SOURCE EXTRACT:
***

H.B. Fuller Exceeds Market Expectations with Strong Q2 2025 Performance

H.B. Fuller Exceeds Market Expectations with Strong Q2 2025 Performance


H.B. Fuller, a leading global adhesives company, has delivered a stellar second quarter performance, exceeding market expectations and solidifying its position as a leader in the industry.

Celeste Mastin, President and CEO of H.B. Fuller, highlighted the company's disciplined execution in a highly dynamic environment during the conference call. She emphasized that the team remains nimble and focused on delivering positive organic revenue growth while managing costs effectively.

The company's strong financial performance is reflected in its EBITDA margin expansion, which highlights the success of the actions taken to drive profitability. This includes an increased focus on pricing cost savings efforts and an active portfolio shift towards higher growth, higher margin markets.

Notably, H.B. Fuller's organic sales trend remained positive during the second quarter, driven by organic pricing growth of 0.7% partially offset by slightly negative volume. From a profitability perspective, the company executed well and delivered strong results, driven in part by cost savings and targeted price actions.

Additionally, the ongoing portfolio transformation, including the strategic addition of higher-margin businesses and divestiture of lower-margin flooring business, drove most of the year-on-year margin increase in the quarter. The company grew EBITDA 5% year-on-year to $166 million and expanded EBITDA margin by 130 basis points year-on-year to 18.4%.

***

TASK INSTRUCTIONS: Continue the article on H.B. Fuller's second-quarter 2025 results from the point where it stops.

[Excerpts from a dataset]
***

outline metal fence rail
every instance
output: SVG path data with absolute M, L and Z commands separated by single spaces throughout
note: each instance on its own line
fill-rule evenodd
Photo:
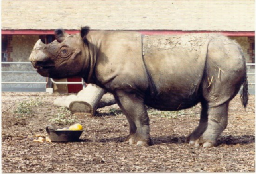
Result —
M 1 63 L 3 64 L 31 64 L 30 62 L 3 62 Z M 36 71 L 1 71 L 2 73 L 27 73 L 27 74 L 37 74 Z M 56 82 L 51 78 L 48 78 L 51 82 L 55 84 L 81 84 L 83 85 L 85 84 L 83 80 L 82 79 L 81 82 Z M 48 82 L 1 82 L 2 84 L 47 84 Z
M 2 62 L 2 64 L 31 64 L 31 63 L 29 62 Z M 246 66 L 255 66 L 255 63 L 248 63 L 246 64 Z M 33 73 L 36 74 L 36 71 L 1 71 L 2 73 Z M 255 73 L 248 73 L 247 75 L 248 76 L 255 76 Z M 85 82 L 82 79 L 81 82 L 56 82 L 54 81 L 52 78 L 49 78 L 52 83 L 57 84 L 81 84 L 82 85 L 85 84 Z M 3 84 L 47 84 L 47 82 L 1 82 L 1 83 Z M 255 85 L 255 83 L 249 83 L 249 85 Z

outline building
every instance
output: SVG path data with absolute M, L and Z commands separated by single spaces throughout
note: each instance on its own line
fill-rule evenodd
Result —
M 71 34 L 79 32 L 84 25 L 93 30 L 135 31 L 150 35 L 220 32 L 236 40 L 247 63 L 255 63 L 253 0 L 2 0 L 1 3 L 2 61 L 7 63 L 2 63 L 2 71 L 33 70 L 29 64 L 8 63 L 28 62 L 36 41 L 40 38 L 47 43 L 51 42 L 57 28 Z M 249 88 L 254 89 L 255 66 L 249 65 L 248 68 Z M 2 82 L 45 83 L 2 84 L 3 91 L 45 91 L 46 78 L 36 73 L 2 73 Z M 74 80 L 77 80 L 61 81 Z M 55 88 L 76 92 L 82 88 L 77 85 L 68 88 L 57 85 Z

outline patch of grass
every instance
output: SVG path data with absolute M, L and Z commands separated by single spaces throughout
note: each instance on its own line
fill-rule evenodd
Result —
M 195 112 L 195 106 L 186 109 L 177 111 L 163 111 L 149 108 L 148 109 L 148 113 L 149 115 L 159 116 L 162 117 L 171 119 L 176 119 L 179 116 L 185 115 L 188 115 L 191 117 L 194 117 L 198 115 Z
M 116 116 L 122 113 L 120 109 L 117 109 L 116 108 L 111 108 L 109 109 L 109 113 L 111 115 Z
M 59 108 L 58 113 L 54 116 L 53 118 L 50 119 L 49 121 L 53 123 L 67 125 L 74 123 L 76 119 L 69 110 L 65 107 L 62 107 Z
M 32 108 L 42 105 L 43 102 L 39 98 L 28 101 L 23 101 L 18 104 L 16 109 L 14 111 L 17 114 L 16 117 L 23 117 L 30 116 L 32 113 Z

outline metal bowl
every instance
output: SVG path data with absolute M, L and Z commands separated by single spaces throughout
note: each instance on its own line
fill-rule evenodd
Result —
M 46 131 L 52 142 L 77 141 L 83 131 L 57 130 L 54 126 L 46 126 Z

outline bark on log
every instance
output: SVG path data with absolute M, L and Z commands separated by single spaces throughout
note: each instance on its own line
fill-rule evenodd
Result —
M 57 98 L 53 104 L 67 108 L 72 114 L 85 112 L 93 115 L 97 108 L 116 103 L 112 94 L 104 94 L 104 93 L 105 90 L 97 85 L 89 84 L 77 95 L 71 95 Z
M 72 113 L 86 112 L 94 115 L 98 104 L 105 92 L 105 90 L 99 86 L 89 84 L 78 93 L 76 100 L 70 103 L 69 110 Z

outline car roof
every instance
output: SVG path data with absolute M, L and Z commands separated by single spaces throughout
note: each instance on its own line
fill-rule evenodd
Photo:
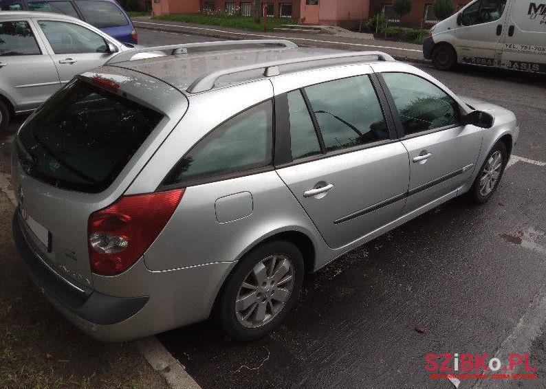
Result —
M 151 47 L 153 49 L 153 47 Z M 208 49 L 205 49 L 208 50 Z M 144 73 L 184 91 L 196 80 L 201 79 L 207 74 L 218 71 L 230 69 L 236 71 L 219 78 L 215 84 L 215 87 L 223 87 L 241 82 L 265 78 L 263 68 L 237 72 L 242 67 L 251 67 L 252 65 L 290 62 L 292 60 L 312 58 L 343 52 L 332 49 L 318 49 L 311 47 L 270 47 L 270 48 L 243 48 L 238 49 L 225 49 L 220 51 L 197 51 L 187 54 L 168 55 L 137 60 L 127 60 L 111 64 L 112 66 L 122 67 Z M 371 63 L 379 60 L 377 57 L 365 59 L 365 54 L 360 57 L 347 58 L 331 58 L 292 63 L 283 65 L 283 72 L 294 72 L 338 66 L 347 63 Z

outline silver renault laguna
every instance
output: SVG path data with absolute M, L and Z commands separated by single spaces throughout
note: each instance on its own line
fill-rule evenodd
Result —
M 167 55 L 76 76 L 14 142 L 21 257 L 100 340 L 212 313 L 262 336 L 305 274 L 456 196 L 487 201 L 518 138 L 510 111 L 381 52 L 147 49 Z

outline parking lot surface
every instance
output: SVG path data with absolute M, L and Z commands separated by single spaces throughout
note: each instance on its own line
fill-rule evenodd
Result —
M 139 36 L 146 45 L 212 40 L 149 30 Z M 491 357 L 511 336 L 509 351 L 529 353 L 538 374 L 506 387 L 546 387 L 546 80 L 417 66 L 455 93 L 517 115 L 512 154 L 521 158 L 497 193 L 483 206 L 455 199 L 309 276 L 294 312 L 262 340 L 233 342 L 212 321 L 158 335 L 201 387 L 449 388 L 430 377 L 426 354 Z M 0 136 L 0 173 L 8 173 L 20 123 Z M 533 339 L 517 331 L 522 318 L 540 329 Z

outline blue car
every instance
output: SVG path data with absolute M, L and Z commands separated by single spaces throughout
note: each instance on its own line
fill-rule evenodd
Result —
M 138 42 L 131 19 L 114 0 L 0 0 L 2 11 L 40 11 L 80 19 L 124 43 Z

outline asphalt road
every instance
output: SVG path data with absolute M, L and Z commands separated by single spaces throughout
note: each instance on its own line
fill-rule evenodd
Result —
M 212 40 L 145 30 L 139 37 L 144 45 Z M 212 322 L 160 334 L 203 388 L 450 388 L 430 378 L 426 354 L 489 359 L 507 351 L 529 353 L 538 379 L 492 384 L 546 387 L 546 80 L 417 66 L 457 93 L 514 111 L 521 133 L 513 154 L 531 163 L 510 166 L 488 204 L 455 199 L 310 276 L 293 313 L 261 340 L 234 342 Z M 1 170 L 11 137 L 0 138 Z M 541 329 L 532 339 L 529 322 Z

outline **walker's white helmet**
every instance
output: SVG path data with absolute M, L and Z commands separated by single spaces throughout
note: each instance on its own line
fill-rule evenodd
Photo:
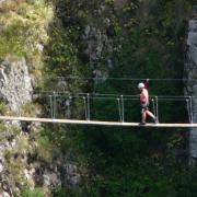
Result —
M 143 89 L 144 84 L 143 83 L 138 83 L 138 89 Z

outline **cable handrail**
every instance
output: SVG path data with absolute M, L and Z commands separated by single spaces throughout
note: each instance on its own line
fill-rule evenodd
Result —
M 144 81 L 147 78 L 117 78 L 117 77 L 77 77 L 77 76 L 58 76 L 45 77 L 44 79 L 71 79 L 71 80 L 117 80 L 117 81 Z M 149 81 L 197 81 L 197 79 L 187 78 L 150 78 Z

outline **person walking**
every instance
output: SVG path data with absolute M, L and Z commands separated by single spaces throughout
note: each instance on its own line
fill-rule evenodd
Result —
M 140 103 L 141 103 L 141 125 L 146 124 L 147 116 L 150 116 L 154 123 L 158 123 L 157 117 L 149 111 L 149 92 L 148 92 L 149 80 L 144 83 L 138 83 L 140 90 Z

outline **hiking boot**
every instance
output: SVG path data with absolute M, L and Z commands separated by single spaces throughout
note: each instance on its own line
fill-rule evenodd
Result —
M 154 118 L 154 123 L 155 123 L 155 124 L 159 124 L 158 117 Z

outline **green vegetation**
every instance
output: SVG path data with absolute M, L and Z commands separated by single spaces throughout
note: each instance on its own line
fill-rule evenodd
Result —
M 99 69 L 117 78 L 183 78 L 183 46 L 193 5 L 193 0 L 130 0 L 124 3 L 115 0 L 8 0 L 0 16 L 3 26 L 0 58 L 25 57 L 32 74 L 44 79 L 37 90 L 65 93 L 63 99 L 57 97 L 60 104 L 72 92 L 137 95 L 139 81 L 106 80 L 94 84 L 90 80 L 62 80 L 63 83 L 58 84 L 57 77 L 92 77 L 92 71 Z M 109 20 L 109 26 L 105 19 Z M 89 43 L 82 37 L 88 25 L 101 30 L 112 43 L 113 49 L 104 51 L 96 60 L 84 55 Z M 44 49 L 37 48 L 39 44 Z M 112 59 L 111 68 L 107 58 Z M 183 85 L 174 81 L 150 81 L 150 93 L 182 95 Z M 71 118 L 84 118 L 83 101 L 72 97 L 71 102 Z M 23 112 L 35 116 L 44 109 L 43 113 L 50 116 L 49 105 L 45 97 L 39 105 L 27 104 Z M 125 101 L 127 121 L 140 120 L 139 107 L 138 101 Z M 161 121 L 187 121 L 185 103 L 161 101 L 159 108 Z M 60 105 L 57 109 L 58 117 L 65 117 L 65 108 Z M 4 111 L 2 104 L 0 112 Z M 91 101 L 91 118 L 117 120 L 117 102 Z M 46 124 L 34 135 L 39 160 L 50 163 L 61 151 L 69 162 L 77 164 L 82 176 L 79 187 L 53 188 L 54 196 L 196 195 L 197 172 L 187 166 L 185 129 Z M 14 151 L 7 152 L 9 160 L 27 149 L 27 138 L 21 140 Z M 23 165 L 20 161 L 8 165 L 21 182 L 24 182 L 20 173 Z M 33 192 L 25 188 L 23 196 L 44 196 L 42 188 Z

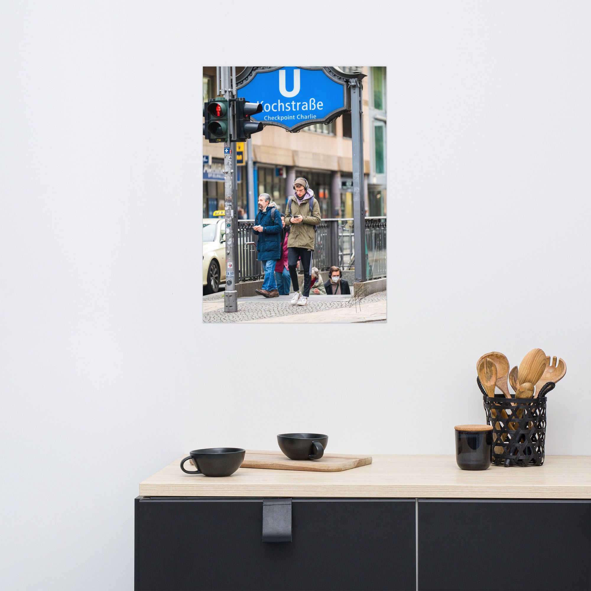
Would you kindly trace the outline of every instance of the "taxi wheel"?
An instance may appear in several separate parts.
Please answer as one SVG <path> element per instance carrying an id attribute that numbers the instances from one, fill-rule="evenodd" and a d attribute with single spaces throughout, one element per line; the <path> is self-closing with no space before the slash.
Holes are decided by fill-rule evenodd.
<path id="1" fill-rule="evenodd" d="M 204 291 L 206 294 L 217 293 L 219 287 L 220 268 L 215 261 L 212 261 L 207 269 L 207 284 L 205 286 Z"/>

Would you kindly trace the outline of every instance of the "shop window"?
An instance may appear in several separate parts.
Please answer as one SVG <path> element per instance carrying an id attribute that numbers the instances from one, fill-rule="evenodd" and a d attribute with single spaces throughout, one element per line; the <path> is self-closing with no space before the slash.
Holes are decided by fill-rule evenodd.
<path id="1" fill-rule="evenodd" d="M 203 76 L 203 102 L 206 103 L 213 97 L 212 95 L 213 83 L 211 76 Z"/>
<path id="2" fill-rule="evenodd" d="M 326 135 L 336 135 L 336 122 L 331 121 L 327 125 L 323 123 L 316 123 L 313 125 L 304 128 L 304 131 L 314 131 L 317 134 L 324 134 Z"/>
<path id="3" fill-rule="evenodd" d="M 374 108 L 376 111 L 386 110 L 385 67 L 372 67 L 372 81 L 374 87 Z"/>
<path id="4" fill-rule="evenodd" d="M 375 154 L 375 172 L 383 174 L 385 171 L 386 126 L 376 121 L 374 125 L 374 139 Z"/>

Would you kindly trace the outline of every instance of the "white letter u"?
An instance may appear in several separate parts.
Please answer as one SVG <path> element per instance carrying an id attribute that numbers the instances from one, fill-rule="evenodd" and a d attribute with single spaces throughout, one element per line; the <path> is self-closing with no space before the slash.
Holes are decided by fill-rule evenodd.
<path id="1" fill-rule="evenodd" d="M 279 92 L 287 97 L 295 96 L 300 92 L 300 70 L 294 70 L 294 89 L 288 92 L 285 89 L 285 71 L 279 70 Z"/>

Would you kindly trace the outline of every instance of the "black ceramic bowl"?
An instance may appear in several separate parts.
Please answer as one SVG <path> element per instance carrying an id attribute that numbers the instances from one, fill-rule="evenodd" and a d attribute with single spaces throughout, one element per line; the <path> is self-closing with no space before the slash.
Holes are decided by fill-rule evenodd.
<path id="1" fill-rule="evenodd" d="M 329 436 L 320 433 L 283 433 L 277 436 L 279 449 L 290 460 L 319 460 Z"/>
<path id="2" fill-rule="evenodd" d="M 456 462 L 462 470 L 486 470 L 491 465 L 492 425 L 458 425 Z"/>
<path id="3" fill-rule="evenodd" d="M 240 467 L 246 450 L 240 447 L 208 447 L 194 449 L 181 462 L 181 469 L 187 474 L 206 476 L 229 476 Z M 185 470 L 184 463 L 192 460 L 197 470 Z"/>

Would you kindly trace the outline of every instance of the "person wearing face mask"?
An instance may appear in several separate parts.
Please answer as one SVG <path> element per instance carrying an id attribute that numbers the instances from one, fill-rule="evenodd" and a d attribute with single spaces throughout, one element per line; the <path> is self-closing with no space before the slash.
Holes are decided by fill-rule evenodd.
<path id="1" fill-rule="evenodd" d="M 308 181 L 300 177 L 294 181 L 294 193 L 287 202 L 285 211 L 285 227 L 290 228 L 287 241 L 287 268 L 296 293 L 291 300 L 292 306 L 306 306 L 310 296 L 311 280 L 312 255 L 314 254 L 314 227 L 321 221 L 320 207 Z M 296 268 L 298 259 L 301 259 L 304 271 L 304 286 L 301 291 L 298 283 Z"/>
<path id="2" fill-rule="evenodd" d="M 264 264 L 265 279 L 261 289 L 255 291 L 265 297 L 279 297 L 275 280 L 275 265 L 281 258 L 281 217 L 277 209 L 271 205 L 271 196 L 261 193 L 258 199 L 259 212 L 255 219 L 252 232 L 258 235 L 256 259 Z"/>
<path id="3" fill-rule="evenodd" d="M 287 268 L 287 239 L 289 235 L 289 228 L 285 228 L 285 216 L 281 214 L 281 223 L 284 228 L 285 236 L 281 249 L 281 258 L 275 265 L 275 278 L 277 282 L 277 289 L 280 296 L 289 296 L 290 287 L 291 285 L 291 277 Z"/>
<path id="4" fill-rule="evenodd" d="M 339 267 L 334 265 L 330 267 L 329 277 L 330 278 L 324 284 L 327 296 L 350 296 L 349 282 L 343 279 Z"/>
<path id="5" fill-rule="evenodd" d="M 311 278 L 310 281 L 310 294 L 316 294 L 317 296 L 326 296 L 326 288 L 322 282 L 322 275 L 320 272 L 315 267 L 312 267 L 312 272 L 310 274 Z"/>

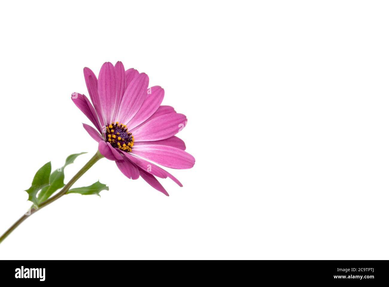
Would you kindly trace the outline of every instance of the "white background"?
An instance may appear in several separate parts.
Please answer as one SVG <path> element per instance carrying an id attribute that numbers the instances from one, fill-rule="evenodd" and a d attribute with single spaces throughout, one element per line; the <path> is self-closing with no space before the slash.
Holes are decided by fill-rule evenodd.
<path id="1" fill-rule="evenodd" d="M 389 7 L 382 1 L 3 2 L 0 233 L 37 170 L 95 152 L 82 68 L 145 72 L 196 159 L 167 197 L 98 162 L 2 259 L 388 259 Z"/>

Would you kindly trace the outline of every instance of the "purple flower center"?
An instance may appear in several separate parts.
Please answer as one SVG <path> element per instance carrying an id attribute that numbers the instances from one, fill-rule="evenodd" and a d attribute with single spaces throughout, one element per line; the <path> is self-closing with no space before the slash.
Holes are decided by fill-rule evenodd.
<path id="1" fill-rule="evenodd" d="M 105 127 L 105 138 L 111 145 L 122 150 L 131 151 L 131 147 L 134 145 L 134 137 L 128 132 L 125 124 L 119 124 L 119 122 L 112 122 Z"/>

***

FINAL ANSWER:
In its various segments, H.B. Fuller performed well across the board. In the HHC segment, organic revenue increased 1.8% year-on-year driven by both positive volume and price. Strength in medical and flexible packaging was partially offset by weakness in end-of-line packaging and beverage labeling. The EBITDA margin of 15.6% was up nearly 300 basis points versus the first quarter.

In Engineering Adhesives, organic revenue decreased 0.4% in the second quarter, with widespread strength in transportation-related end markets offset by continued weakness in solar. Excluding solar, EA organic growth was positive in the second quarter. EBITDA increased 24% in EA and EBITDA margin increased 310 basis points year-on-year to 22.9%, driven by favorable net pricing and raw material actions, cost savings and contributions from acquisitions.

Finally, in Building Adhesive Solutions, organic sales decreased 0.9% year-on-year as continued strength in roofing was offset by weakness in glass and wood tied to the residential construction market environment. EBITDA for Building Adhesive Solutions increased 5% versus the second quarter of last year, and EBITDA margin expanded 60 basis points to 16.7%, driven by favorable net pricing and raw material actions and cost savings.